──────── Testo selezionato ────────

Golden State Warriors
Klay Thompson, assente da Gara 6 delle Finals del 2019, dovrà stare ai box per almeno un’altra stagione. La rottura del tendine d’Achille è un’altra mazzata per la franchigia e per il ragazzo. Ovviamente la speranza è di rivederlo in campo il più presto possibile, recuperato appieno, anche se due infortuni di quell’entità in serie potrebbero lasciare il segno. Nel frattempo, fatta questa doverosa premessa, i motivi per seguire Golden State nel corso della stagione non mancheranno.

──────── Estratto dei dati ────────

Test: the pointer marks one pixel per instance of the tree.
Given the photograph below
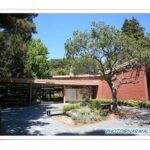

────────

Compiti richiesti:
1 > Estrai dal testo sui Golden State Warriors la parte che si apre con le parole contenenti "Golden State Warriors" e si chiude con "stagione non mancheranno.", riportandola senza alcuna modifica.
2 > Rispondi a queste domande sul testo sui Golden State Warriors:
(a) Da quale partita risulta assente Klay Thompson?
(b) Quale infortunio ha subito?
(c) Per quanto tempo dovrà restare ai box?
3 > Scrivi il seguito del testo sui Golden State Warriors, partendo da dove si interrompe.
I dati non hanno alcun ruolo in questo lavoro.

Risposte date:
1 >
Golden State Warriors
Klay Thompson, assente da Gara 6 delle Finals del 2019, dovrà stare ai box per almeno un’altra stagione. La rottura del tendine d’Achille è un’altra mazzata per la franchigia e per il ragazzo. Ovviamente la speranza è di rivederlo in campo il più presto possibile, recuperato appieno, anche se due infortuni di quell’entità in serie potrebbero lasciare il segno. Nel frattempo, fatta questa doverosa premessa, i motivi per seguire Golden State nel corso della stagione non mancheranno.

2 >
(a) Da Gara 6 delle Finals del 2019.
(b) La rottura del tendine d'Achille.
(c) Per almeno un'altra stagione.

3 >
Gli Warriors potranno contare su un ritrovato Stephen Curry – sole cinque partite disputate nel 2019-20 – e su Draymond Green. Tralasciando per un attimo l’indiscussa leadership tecnica di entrambi, i due All-Star rappresenteranno il termometro emotivo di una squadra che ha cambiato pelle in maniera chiara dopo le cavalcate alle Finals NBA non più tardi di un paio d’anni fa. Vista l’assenza di Thompson, Curry dovrà sobbarcarsi la maggior parte delle responsabilità offensive. Se il #30 avrà – come prevedibile – le chiavi dell’attacco, quelle della difesa saranno ovviamente in mano a Draymond Green. L’ex DPOY 2017 avrà il compito di tenere tutti sulla corda, infondendo la giusta carica e la giusta concentrazione a tutti i suoi compagni. In attacco agirà come al solito da play occulto, permettendo a Curry di muoversi senza palla, come autentica spina nel fianco delle difese avversarie.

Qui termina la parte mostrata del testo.